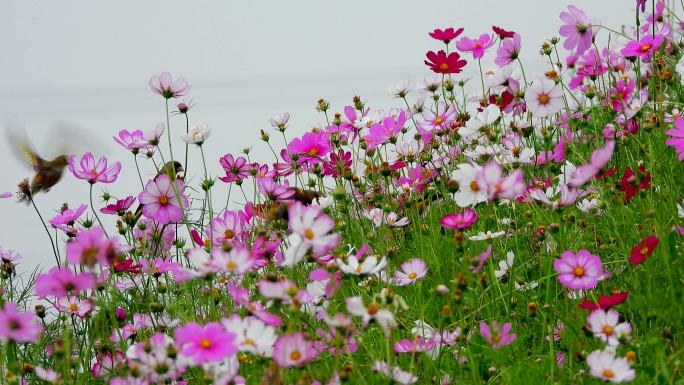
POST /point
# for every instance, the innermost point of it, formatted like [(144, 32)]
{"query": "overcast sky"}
[(87, 63)]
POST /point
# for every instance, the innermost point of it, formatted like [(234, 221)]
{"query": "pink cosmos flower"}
[(61, 281), (605, 324), (442, 63), (459, 221), (133, 141), (65, 221), (160, 200), (578, 29), (677, 140), (74, 305), (446, 35), (293, 350), (165, 86), (643, 48), (490, 178), (606, 366), (508, 52), (497, 336), (380, 133), (94, 172), (210, 343), (92, 246), (578, 271), (18, 326), (410, 272), (599, 159), (476, 46), (120, 207), (311, 147)]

* * * *

▶ **Required work**
Can you write out the material again with "innermost point" swapped for "central point" everywhere it appears, keeping everything else the same and leaving out the pictures?

▶ **Answer below**
POST /point
# for every instance, the central point of it, formatted like [(144, 32)]
{"query": "overcast sky"}
[(87, 63)]
POST /point
# for every instance, the central point of it, formatted like [(234, 221)]
{"query": "pink cosmos flower"}
[(61, 281), (605, 324), (442, 63), (459, 221), (133, 141), (65, 221), (160, 200), (578, 29), (677, 140), (74, 305), (446, 35), (293, 350), (165, 86), (643, 48), (490, 178), (606, 366), (508, 52), (497, 336), (380, 133), (94, 172), (210, 343), (92, 246), (578, 271), (18, 326), (410, 272), (599, 159), (476, 46), (120, 207), (311, 147)]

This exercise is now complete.